**Extrait fourni:**
Judicieusement, l’auteur précise le sens donné à la notion d’artisanat (p. 20) : « les activités qui mènent à la production de biens matériels finis ou semi-finis commercialisables ». Ainsi défini, le domaine artisanal confine avec le champ du domestique, de l’agriculture et avec les activités d’extraction. Outre le céramiste ou le cordonnier, le forgeron ou le producteur de filets de pêche, pour ne donner que quelques exemples, le volume prend donc aussi en compte les vignerons, meuniers et autres marbriers. L’hétérogénéité juridique et sociale d’un tel groupe d’acteurs de la vie politique, économique et cultuelle saute aux yeux : citoyens et étrangers, libres et esclaves, modestes travailleurs et grands entrepreneurs, obscurs artisans et artistes renommés… Tous cependant s’en remettent à la technè, au savoir-faire qui s’exerce sur une matière première et la transforme au bénéfice des hommes. Là est tout leur génie, mais aussi la prise de risque d’une activité soumise au kairos et nécessitant une dose de mètis. Les travaux de Jean-Pierre Vernant sur le travail et la technique restent essentiels pour le comprendre, comme le rappelle le récent article d’Isabelle Warin (« La notion de technè en Grèce ancienne », Artefact, 15/1, 2021, p. 43-60).

**Consignes:**
a. Résumez en deux phrases l'extrait sur la notion d'artisanat.
b. Veuillez rédiger la suite de l'extrait sur la notion d'artisanat, à partir de sa dernière phrase.
Ces enregistrements n'ont aucun rapport avec l'extrait.

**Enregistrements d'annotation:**

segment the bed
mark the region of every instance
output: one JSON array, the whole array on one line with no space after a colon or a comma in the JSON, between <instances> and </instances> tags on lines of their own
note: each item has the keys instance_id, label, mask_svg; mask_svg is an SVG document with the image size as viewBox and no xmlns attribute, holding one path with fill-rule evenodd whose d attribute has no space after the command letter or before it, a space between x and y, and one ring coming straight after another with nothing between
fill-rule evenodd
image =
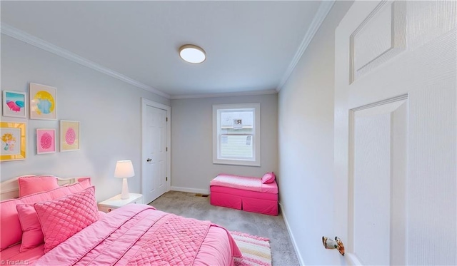
<instances>
[{"instance_id":1,"label":"bed","mask_svg":"<svg viewBox=\"0 0 457 266\"><path fill-rule=\"evenodd\" d=\"M248 212L278 215L274 173L261 178L219 174L210 182L210 203Z\"/></svg>"},{"instance_id":2,"label":"bed","mask_svg":"<svg viewBox=\"0 0 457 266\"><path fill-rule=\"evenodd\" d=\"M31 178L44 177L20 179ZM96 208L90 178L46 178L60 185L24 195L14 188L18 178L0 184L0 258L6 265L233 265L233 257L241 256L230 233L209 221L143 204L105 214Z\"/></svg>"}]
</instances>

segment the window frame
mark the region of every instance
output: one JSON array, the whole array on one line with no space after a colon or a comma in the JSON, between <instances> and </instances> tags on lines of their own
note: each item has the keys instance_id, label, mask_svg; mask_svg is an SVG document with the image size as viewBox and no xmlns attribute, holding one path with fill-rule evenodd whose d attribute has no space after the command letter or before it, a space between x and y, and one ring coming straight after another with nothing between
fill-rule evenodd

**Résultats:**
a. L'auteur définit l'artisanat comme les activités qui produisent des biens matériels finis ou semi-finis commercialisables, ce qui englobe aussi bien céramistes, cordonniers et forgerons que vignerons, meuniers et marbriers. Malgré leur grande hétérogénéité juridique et sociale, tous ces acteurs s'en remettent à la technè, un savoir-faire qui transforme une matière première au bénéfice des hommes mais comporte une prise de risque soumise au kairos et exigeant une dose de mètis.

b.
Le parti-pris de l’enquête est d’étudier les pratiques religieuses des artisans in situ si l’on peut dire, dans leur dimension concrète que les données archéologiques donnent à voir : les lieux, les objets, les gestes, les pratiques, qui constituent autant d’indices des manières de se représenter les dieux et leur capacité à agir dans le monde des hommes, aux côtés de ceux qui manient l’aiguille ou la faucille, le marteau ou l’enclume. Les données relevant des mythes sont donc rapidement évacuées aux p. 24-25 en invoquant le fait que « la réalité du quotidien s’écarte irrévocablement de l’univers mythique », une affirmation qui mériterait d’être repensée. L’univers mythique n’est pas un « ailleurs » radical, mais une ressource mentale et discursive vécue, expérimentée (par exemple sur la scène théâtrale) pour explorer la complexité du monde. L’articulation entre « l’imaginaire » (p. 25) et les pratiques pourrait se déployer de manière plus fine dans ce travail qui englobe le vaste univers des cités grecques du VIIIe siècle au IIe siècle av. n.è. Il donne accès à un catalogue d’objets divers, clairsemés, hétérogènes, d’identification parfois malaisée, dans lesquels l’auteur reconnaît néanmoins un « agrégat de pratiques » (p. 26) qui finissent par former « un tout cohérent et significatif », une affirmation programmatique que l’on est curieux de mettre à l’épreuve des données récoltées.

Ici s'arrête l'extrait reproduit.